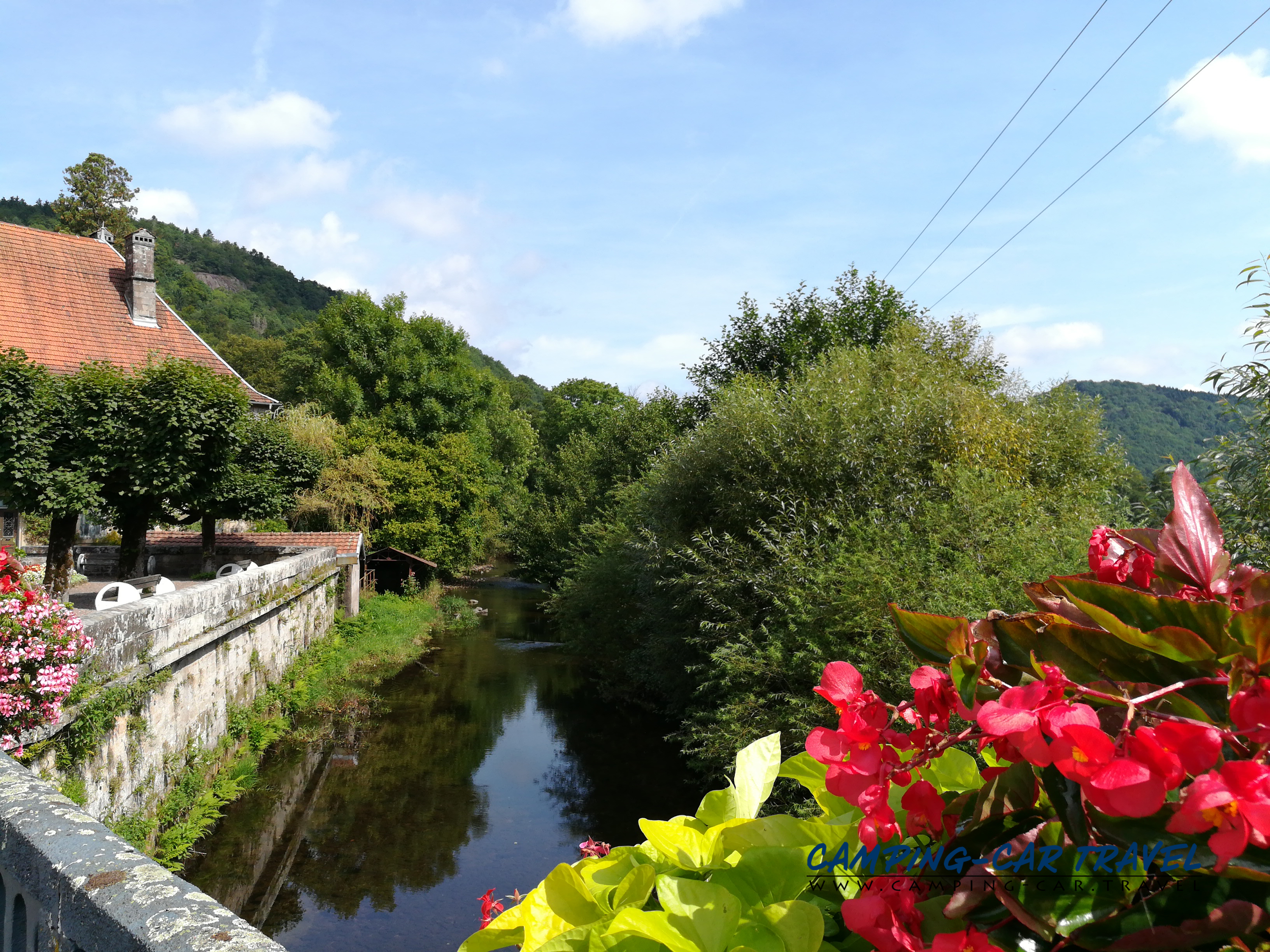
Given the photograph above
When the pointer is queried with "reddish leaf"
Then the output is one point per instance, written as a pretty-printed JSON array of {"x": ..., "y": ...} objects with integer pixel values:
[{"x": 1192, "y": 546}]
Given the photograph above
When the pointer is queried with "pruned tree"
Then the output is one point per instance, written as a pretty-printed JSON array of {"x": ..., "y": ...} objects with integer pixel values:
[
  {"x": 46, "y": 445},
  {"x": 262, "y": 483},
  {"x": 167, "y": 433}
]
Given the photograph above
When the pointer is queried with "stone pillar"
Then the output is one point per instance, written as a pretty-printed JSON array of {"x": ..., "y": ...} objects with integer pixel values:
[
  {"x": 140, "y": 276},
  {"x": 352, "y": 588}
]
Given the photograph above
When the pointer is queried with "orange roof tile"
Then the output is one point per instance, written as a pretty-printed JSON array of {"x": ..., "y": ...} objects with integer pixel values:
[
  {"x": 61, "y": 301},
  {"x": 346, "y": 542}
]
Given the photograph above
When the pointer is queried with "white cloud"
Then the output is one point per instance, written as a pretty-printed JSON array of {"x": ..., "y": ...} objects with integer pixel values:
[
  {"x": 338, "y": 280},
  {"x": 167, "y": 205},
  {"x": 1230, "y": 102},
  {"x": 614, "y": 21},
  {"x": 1025, "y": 342},
  {"x": 233, "y": 124},
  {"x": 328, "y": 242},
  {"x": 1004, "y": 317},
  {"x": 428, "y": 216},
  {"x": 556, "y": 359},
  {"x": 312, "y": 176}
]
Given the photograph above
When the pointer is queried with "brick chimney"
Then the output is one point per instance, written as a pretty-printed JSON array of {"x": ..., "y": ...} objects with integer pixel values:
[{"x": 140, "y": 276}]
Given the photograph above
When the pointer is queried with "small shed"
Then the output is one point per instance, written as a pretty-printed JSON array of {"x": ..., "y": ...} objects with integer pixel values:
[{"x": 393, "y": 567}]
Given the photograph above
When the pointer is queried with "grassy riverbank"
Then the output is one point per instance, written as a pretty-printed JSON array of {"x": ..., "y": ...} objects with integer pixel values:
[{"x": 330, "y": 686}]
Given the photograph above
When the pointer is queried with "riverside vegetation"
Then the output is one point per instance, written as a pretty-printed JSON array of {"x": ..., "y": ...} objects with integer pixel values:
[{"x": 328, "y": 687}]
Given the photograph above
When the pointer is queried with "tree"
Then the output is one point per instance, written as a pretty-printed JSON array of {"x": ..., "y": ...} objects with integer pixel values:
[
  {"x": 46, "y": 441},
  {"x": 856, "y": 313},
  {"x": 585, "y": 478},
  {"x": 578, "y": 405},
  {"x": 365, "y": 360},
  {"x": 164, "y": 436},
  {"x": 769, "y": 539},
  {"x": 100, "y": 195},
  {"x": 262, "y": 483}
]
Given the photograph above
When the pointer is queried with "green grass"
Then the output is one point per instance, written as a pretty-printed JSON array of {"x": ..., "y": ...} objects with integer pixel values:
[{"x": 332, "y": 682}]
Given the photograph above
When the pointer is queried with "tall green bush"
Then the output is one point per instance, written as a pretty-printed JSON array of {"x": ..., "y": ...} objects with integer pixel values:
[{"x": 769, "y": 540}]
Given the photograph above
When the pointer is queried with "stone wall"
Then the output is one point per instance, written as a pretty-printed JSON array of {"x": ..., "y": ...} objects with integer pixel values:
[
  {"x": 70, "y": 884},
  {"x": 223, "y": 641}
]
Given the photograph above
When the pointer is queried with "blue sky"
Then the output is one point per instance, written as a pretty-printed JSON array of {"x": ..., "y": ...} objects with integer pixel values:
[{"x": 590, "y": 186}]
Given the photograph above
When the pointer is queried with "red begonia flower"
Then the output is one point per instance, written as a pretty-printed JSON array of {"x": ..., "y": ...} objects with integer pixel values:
[
  {"x": 970, "y": 941},
  {"x": 1126, "y": 788},
  {"x": 1235, "y": 802},
  {"x": 1250, "y": 711},
  {"x": 840, "y": 684},
  {"x": 925, "y": 809},
  {"x": 847, "y": 785},
  {"x": 827, "y": 747},
  {"x": 1081, "y": 752},
  {"x": 1197, "y": 746},
  {"x": 934, "y": 696},
  {"x": 489, "y": 908},
  {"x": 1146, "y": 748},
  {"x": 1015, "y": 718},
  {"x": 878, "y": 828},
  {"x": 1057, "y": 718},
  {"x": 886, "y": 917}
]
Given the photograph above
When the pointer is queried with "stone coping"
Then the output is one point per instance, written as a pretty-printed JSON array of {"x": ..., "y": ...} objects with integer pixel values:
[{"x": 86, "y": 889}]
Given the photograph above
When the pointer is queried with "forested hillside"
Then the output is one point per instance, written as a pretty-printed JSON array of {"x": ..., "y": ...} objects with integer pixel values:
[
  {"x": 1158, "y": 423},
  {"x": 240, "y": 301}
]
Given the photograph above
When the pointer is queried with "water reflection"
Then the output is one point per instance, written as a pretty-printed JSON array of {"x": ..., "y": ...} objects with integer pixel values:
[{"x": 488, "y": 767}]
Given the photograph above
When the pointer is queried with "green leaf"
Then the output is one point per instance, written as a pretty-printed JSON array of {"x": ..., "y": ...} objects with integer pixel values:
[
  {"x": 1146, "y": 612},
  {"x": 1251, "y": 629},
  {"x": 1089, "y": 655},
  {"x": 635, "y": 888},
  {"x": 766, "y": 875},
  {"x": 934, "y": 922},
  {"x": 717, "y": 807},
  {"x": 1066, "y": 796},
  {"x": 811, "y": 774},
  {"x": 1187, "y": 914},
  {"x": 798, "y": 924},
  {"x": 1007, "y": 793},
  {"x": 1170, "y": 641},
  {"x": 966, "y": 677},
  {"x": 1072, "y": 899},
  {"x": 489, "y": 940},
  {"x": 757, "y": 767},
  {"x": 680, "y": 845},
  {"x": 954, "y": 772},
  {"x": 568, "y": 897},
  {"x": 933, "y": 638},
  {"x": 654, "y": 926},
  {"x": 757, "y": 937},
  {"x": 704, "y": 912}
]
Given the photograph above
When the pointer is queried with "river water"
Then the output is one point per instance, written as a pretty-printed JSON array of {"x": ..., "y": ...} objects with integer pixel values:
[{"x": 491, "y": 762}]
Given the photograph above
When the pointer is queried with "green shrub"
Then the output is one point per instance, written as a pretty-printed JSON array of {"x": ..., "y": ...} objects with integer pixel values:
[{"x": 770, "y": 540}]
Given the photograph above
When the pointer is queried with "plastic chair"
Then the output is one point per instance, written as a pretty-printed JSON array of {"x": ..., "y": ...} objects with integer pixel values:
[
  {"x": 235, "y": 568},
  {"x": 124, "y": 595}
]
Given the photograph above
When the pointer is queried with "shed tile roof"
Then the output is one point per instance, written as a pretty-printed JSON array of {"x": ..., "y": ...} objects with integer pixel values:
[
  {"x": 61, "y": 301},
  {"x": 388, "y": 553},
  {"x": 347, "y": 544}
]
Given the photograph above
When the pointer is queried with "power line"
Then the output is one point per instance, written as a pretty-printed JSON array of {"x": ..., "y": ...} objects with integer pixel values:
[
  {"x": 1168, "y": 3},
  {"x": 1107, "y": 154},
  {"x": 994, "y": 141}
]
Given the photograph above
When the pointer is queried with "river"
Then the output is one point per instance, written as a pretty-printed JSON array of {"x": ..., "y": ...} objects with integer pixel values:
[{"x": 491, "y": 762}]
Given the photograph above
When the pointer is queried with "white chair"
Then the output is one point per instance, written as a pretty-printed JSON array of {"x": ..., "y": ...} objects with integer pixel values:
[
  {"x": 122, "y": 593},
  {"x": 235, "y": 568}
]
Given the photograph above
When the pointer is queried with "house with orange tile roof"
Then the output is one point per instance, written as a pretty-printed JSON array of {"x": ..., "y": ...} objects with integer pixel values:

*Direction*.
Every record above should be written out again without change, except that the pictures are left out.

*Completed exercise*.
Given the photograph above
When the pointer is queried with "reddish leaf"
Then the output is one point per instance, written as a pretty-printed JSON array of {"x": ..., "y": ...} objects with integer pixel values:
[{"x": 1192, "y": 546}]
Given the photograph above
When the pointer is queried with "pruned tree"
Then the output is one point per instance, written as a pretty-printed JSON array of {"x": ..., "y": ...} objects with integer pixel values:
[
  {"x": 46, "y": 445},
  {"x": 262, "y": 483},
  {"x": 167, "y": 433}
]
Given the photograph above
When the pointer is queried with "stone pillar"
Then the output is one point per instance, written as a pretty-printed JSON array of {"x": ..., "y": ...} objects with integer pixel values:
[
  {"x": 140, "y": 276},
  {"x": 352, "y": 588}
]
Given the photograph above
When the pointer is queried with "orange roof tile"
Then the output is one point per instance, written as a pretty-printed JSON array of {"x": ..., "y": ...} objects with integer pixel values:
[
  {"x": 61, "y": 301},
  {"x": 346, "y": 542}
]
Given the photograph above
When the pointer is queried with "white cloud"
Then the output is one point per instance, written as a pretty-printed JSON array of {"x": ..., "y": ...} objects with integer pixel values:
[
  {"x": 338, "y": 280},
  {"x": 167, "y": 205},
  {"x": 1230, "y": 102},
  {"x": 614, "y": 21},
  {"x": 1025, "y": 342},
  {"x": 233, "y": 124},
  {"x": 328, "y": 242},
  {"x": 1004, "y": 317},
  {"x": 428, "y": 216},
  {"x": 556, "y": 359},
  {"x": 312, "y": 176}
]
Given the photograph above
When the pointer is queried with "brick chimney"
Then the output is one point per instance, written as a pretty-printed JSON array of {"x": ..., "y": ...} objects with integer pixel values:
[{"x": 140, "y": 276}]
Given the photograph above
When the pointer is queried with "small shed"
Then the output is one point per instance, written as a pretty-printed JSON array of {"x": ..., "y": ...} objects with integer pixel values:
[{"x": 393, "y": 567}]
Given the photograph above
When the pointer is queried with "grassy riverbank"
Then the output is one point per instance, written as a pretty-printed JSON array of {"x": ..., "y": ...} objects with integer pixel values:
[{"x": 330, "y": 686}]
Given the photograph above
When the pointer is queried with "riverside vegetation"
Then the output is one point per instance, written as a pretty-printed JSON array of {"x": ..., "y": ...} objects with integer pixel values:
[{"x": 328, "y": 687}]
Given the photograph above
When the pointer is queried with "tree"
Then the output is one point per instance, written as a pretty-printed JSON array of {"x": ..., "y": ...} objects with integer pixel values:
[
  {"x": 46, "y": 441},
  {"x": 856, "y": 313},
  {"x": 585, "y": 478},
  {"x": 578, "y": 405},
  {"x": 365, "y": 360},
  {"x": 164, "y": 436},
  {"x": 769, "y": 539},
  {"x": 100, "y": 195},
  {"x": 262, "y": 483}
]
Given the photograph above
When the pointer is queried with "green grass"
Then the output is one point per instance, written as a pretty-printed JSON array of {"x": ..., "y": ...} objects with integer pixel values:
[{"x": 332, "y": 682}]
Given the photograph above
When the pointer is queried with "tall green bush"
Then the output is one point per instance, written as a pretty-printed JSON array of {"x": ..., "y": ...} objects with integer pixel values:
[{"x": 769, "y": 540}]
Given the photograph above
When the pointer is queried with "stone wall"
Then the output is one point per instance, written as a pretty-printed JSON array of {"x": ..., "y": ...} objects with integer pixel values:
[
  {"x": 70, "y": 884},
  {"x": 223, "y": 641}
]
Given the photograph above
When the pointer is queried with "blue sky"
Then the output is one point per instance, written as a pretty-printed JSON array of {"x": ..., "y": ...} objects with integer pixel values:
[{"x": 590, "y": 186}]
Given the photograph above
When the pointer is queried with "red begonia flower"
Then the output is one point per instance, written as a pretty-printed JSON array of {"x": ..., "y": ...} objects with integer pixel values:
[
  {"x": 970, "y": 941},
  {"x": 1126, "y": 788},
  {"x": 1235, "y": 802},
  {"x": 1250, "y": 711},
  {"x": 840, "y": 684},
  {"x": 925, "y": 809},
  {"x": 847, "y": 785},
  {"x": 827, "y": 747},
  {"x": 1081, "y": 752},
  {"x": 1197, "y": 746},
  {"x": 934, "y": 696},
  {"x": 489, "y": 908},
  {"x": 1146, "y": 748},
  {"x": 1015, "y": 718},
  {"x": 878, "y": 828},
  {"x": 1057, "y": 718},
  {"x": 886, "y": 917}
]
Given the photograph above
When the pointer is queried with "stone coping"
Then the output is one point per instance, written as a pretty-printed JSON array of {"x": ..., "y": ...} objects with integer pixel values:
[{"x": 86, "y": 889}]
Given the photograph above
When the pointer is queried with "forested hillside"
Then the output is one point per instance, written as a pretty-printed JSON array of {"x": ..., "y": ...} objects with integer pixel values:
[
  {"x": 1158, "y": 423},
  {"x": 240, "y": 301}
]
Given the photograph above
When the pointer is queried with "water reflection"
Then the output is one point per instance, written as a pretty-printed JSON array of {"x": ..., "y": ...} objects with integer pixel values:
[{"x": 488, "y": 767}]
Given the photograph above
When the pointer is queried with "green leaf"
Then the output is one point per instance, written as a pretty-printed JSON array of {"x": ..., "y": ...} objects with integer pixel values:
[
  {"x": 1146, "y": 612},
  {"x": 1251, "y": 629},
  {"x": 1089, "y": 655},
  {"x": 635, "y": 888},
  {"x": 766, "y": 875},
  {"x": 934, "y": 922},
  {"x": 717, "y": 807},
  {"x": 1066, "y": 796},
  {"x": 811, "y": 774},
  {"x": 1187, "y": 914},
  {"x": 798, "y": 924},
  {"x": 1007, "y": 793},
  {"x": 1170, "y": 641},
  {"x": 966, "y": 677},
  {"x": 1072, "y": 899},
  {"x": 489, "y": 940},
  {"x": 757, "y": 767},
  {"x": 680, "y": 845},
  {"x": 954, "y": 772},
  {"x": 568, "y": 897},
  {"x": 933, "y": 638},
  {"x": 654, "y": 926},
  {"x": 757, "y": 937},
  {"x": 704, "y": 912}
]
Given the photograph above
When the pointer is queried with "river water"
Then the output is one point per instance, written as a pretty-printed JSON array of {"x": ..., "y": ...} objects with integer pixel values:
[{"x": 491, "y": 762}]
Given the photograph above
When the pointer is queried with "green shrub"
Then the output is one point per instance, written as a pretty-printed JSON array of {"x": ..., "y": ...} objects with integer pixel values:
[{"x": 770, "y": 540}]
Given the photograph above
When the pointer is queried with "plastic chair"
Then the output is one point per instance, written as a pretty-printed JSON array of {"x": ..., "y": ...} objects with integer pixel values:
[
  {"x": 235, "y": 568},
  {"x": 124, "y": 595}
]
Given the photograph above
When the pointer is queried with "shed tile roof"
Then the output is one point per instance, written as a pretty-printed JSON array of {"x": ..., "y": ...} objects with integer pixel values:
[
  {"x": 61, "y": 301},
  {"x": 388, "y": 553},
  {"x": 347, "y": 544}
]
Given the photograph above
When the pointer is queried with "power line"
Then the output is one point per instance, written as a pretty-printed JSON array of {"x": ..., "y": ...} objects with integer pixel values:
[
  {"x": 1168, "y": 3},
  {"x": 1107, "y": 154},
  {"x": 994, "y": 141}
]
Given the photograph above
When the pointer is queried with "river"
Then the output is one point per instance, written as a pretty-printed JSON array of {"x": ..., "y": ...} objects with integer pixel values:
[{"x": 491, "y": 762}]
Given the photograph above
When the pointer is queried with "white chair"
Then the output is one point per instance, written as a pretty-printed JSON array of {"x": ..., "y": ...} objects with integer pixel values:
[
  {"x": 122, "y": 593},
  {"x": 235, "y": 568}
]
Given the photograph above
When the pointer is queried with "house with orange tile roof"
Then the output is one point per instance, written as a pretty-printed JSON array of {"x": ..., "y": ...} objects with integer pixel values:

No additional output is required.